- [Your instructions]
Pull every line out of the material below and reproduce each one exactly, character for character.

Material from a collection
===

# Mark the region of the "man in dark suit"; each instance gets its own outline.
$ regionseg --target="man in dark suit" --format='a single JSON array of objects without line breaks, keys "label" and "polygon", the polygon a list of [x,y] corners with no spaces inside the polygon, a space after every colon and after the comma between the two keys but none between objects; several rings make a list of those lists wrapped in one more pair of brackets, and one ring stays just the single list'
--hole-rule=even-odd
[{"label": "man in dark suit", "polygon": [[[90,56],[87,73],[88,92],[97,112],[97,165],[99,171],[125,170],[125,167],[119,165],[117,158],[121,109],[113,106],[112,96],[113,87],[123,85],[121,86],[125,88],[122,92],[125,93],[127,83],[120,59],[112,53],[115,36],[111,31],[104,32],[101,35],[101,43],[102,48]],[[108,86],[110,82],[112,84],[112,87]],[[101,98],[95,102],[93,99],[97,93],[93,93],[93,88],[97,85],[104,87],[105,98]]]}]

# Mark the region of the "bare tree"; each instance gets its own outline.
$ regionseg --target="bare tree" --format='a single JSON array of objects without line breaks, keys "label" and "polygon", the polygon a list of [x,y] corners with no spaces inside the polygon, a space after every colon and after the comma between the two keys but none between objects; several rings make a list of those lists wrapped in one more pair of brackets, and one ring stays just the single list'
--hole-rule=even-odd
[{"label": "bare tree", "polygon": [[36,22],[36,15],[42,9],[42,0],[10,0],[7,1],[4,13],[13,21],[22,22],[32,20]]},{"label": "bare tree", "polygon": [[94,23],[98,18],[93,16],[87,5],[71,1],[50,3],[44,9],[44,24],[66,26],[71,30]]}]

===

- [Result below]
# Mark the region of the "man in dark suit"; each instance gets its own outline.
$ regionseg --target="man in dark suit" --format='a single JSON array of objects without line breaks, keys "label" and "polygon", the polygon a list of [x,y] corners with no spaces inside the polygon, a space after every colon and after the comma between the two keys but none between objects; several rings make a list of those lists wrapped in one more pair of brackets, and one ring stays just the single list'
--hole-rule=even-odd
[{"label": "man in dark suit", "polygon": [[[90,56],[87,73],[88,92],[97,112],[97,165],[99,171],[125,170],[125,167],[119,165],[117,158],[121,109],[113,106],[112,96],[113,87],[123,85],[121,86],[125,88],[122,92],[125,93],[127,83],[120,59],[112,53],[115,36],[111,31],[104,32],[101,35],[101,43],[102,48]],[[108,86],[110,82],[112,84],[112,87]],[[101,98],[95,102],[93,99],[97,93],[93,93],[93,88],[97,85],[104,87],[105,98]]]}]

# Mark the region of the "bare tree"; each instance gets its own outline.
$ regionseg --target="bare tree" --format='a single JSON array of objects without line breaks, keys "label" and "polygon", the polygon a list of [x,y] corners with no spaces inside the polygon, a space after every colon and after the comma between the two keys but none between objects; several rings make a list of those lists wrapped in one more pair of brackets, and one ring stays just the single list'
--hole-rule=even-odd
[{"label": "bare tree", "polygon": [[36,22],[36,15],[42,9],[42,0],[10,0],[7,1],[4,13],[13,21],[22,22],[32,20]]},{"label": "bare tree", "polygon": [[94,23],[98,18],[93,16],[87,5],[71,1],[50,3],[44,9],[44,24],[66,26],[71,30]]}]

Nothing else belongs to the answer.